Directive: Copy out the records below word for word, starting with the line that contains "Target: leafy green tree" and running through the end of the records, both ends included.

Entries shown:

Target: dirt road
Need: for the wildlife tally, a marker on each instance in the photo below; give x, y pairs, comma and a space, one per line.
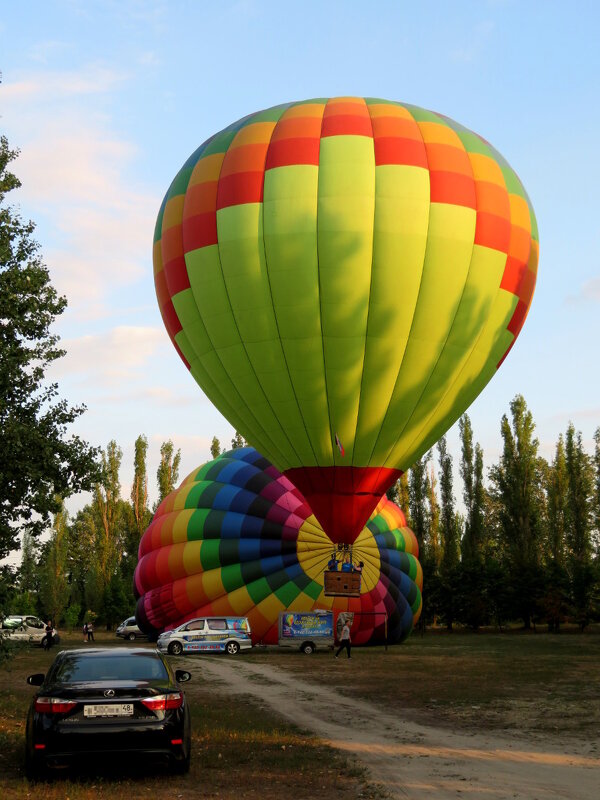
409, 760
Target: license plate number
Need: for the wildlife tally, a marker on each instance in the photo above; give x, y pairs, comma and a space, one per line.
109, 710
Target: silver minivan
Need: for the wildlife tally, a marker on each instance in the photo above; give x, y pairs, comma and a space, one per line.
128, 629
207, 635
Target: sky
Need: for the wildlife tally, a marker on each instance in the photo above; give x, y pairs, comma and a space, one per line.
106, 100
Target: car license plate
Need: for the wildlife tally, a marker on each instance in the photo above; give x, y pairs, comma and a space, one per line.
109, 710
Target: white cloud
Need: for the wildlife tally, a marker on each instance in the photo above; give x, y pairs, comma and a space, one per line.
74, 168
589, 292
110, 358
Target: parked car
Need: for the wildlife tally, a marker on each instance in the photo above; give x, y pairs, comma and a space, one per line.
24, 628
129, 629
109, 703
208, 634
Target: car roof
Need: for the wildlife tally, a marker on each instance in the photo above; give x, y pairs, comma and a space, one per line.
108, 651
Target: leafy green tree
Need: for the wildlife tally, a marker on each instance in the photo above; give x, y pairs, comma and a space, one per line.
215, 448
579, 525
517, 487
167, 474
39, 461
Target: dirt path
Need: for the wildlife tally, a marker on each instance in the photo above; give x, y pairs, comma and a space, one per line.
410, 760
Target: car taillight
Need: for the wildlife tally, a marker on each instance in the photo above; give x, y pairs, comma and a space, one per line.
162, 702
54, 705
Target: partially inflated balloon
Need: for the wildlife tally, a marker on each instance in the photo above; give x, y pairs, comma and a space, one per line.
237, 538
343, 277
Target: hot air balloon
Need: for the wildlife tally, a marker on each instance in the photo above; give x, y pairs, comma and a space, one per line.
342, 277
238, 539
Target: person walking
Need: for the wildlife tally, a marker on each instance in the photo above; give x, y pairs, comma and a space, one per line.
345, 641
49, 637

Result:
Target: leafy green tree
Need: for the wildlife tally, a marker on each instance in the photo above; give x, y pairs, comma and a space, one per line.
215, 448
579, 525
517, 487
167, 474
39, 461
Target: dirt path
Need: for the wildlife tally, a marker on each instance in the photo above; give x, y pairs, comma and a space, one per line.
410, 760
Target: car taillight
Need: for the wildlife tally, a marker on each instance in the photo above; give x, y pairs, comma and a space, one per line.
162, 702
54, 705
Target: partially inflated balloon
Need: for the wildlife tally, a marker on each instance in the photo above; give x, y pairs, comma and a space, one per line.
237, 538
343, 277
Target: hot air balloon
Need: for the wildlife tally, a marker on each instance in the photo above; give x, y pairs, comma and a space, one per line.
342, 277
238, 539
Target: person walking
Need: for the wildlife tally, a marker on each instance in the photo above; give x, y pairs, comma and a space, one per line.
345, 641
49, 637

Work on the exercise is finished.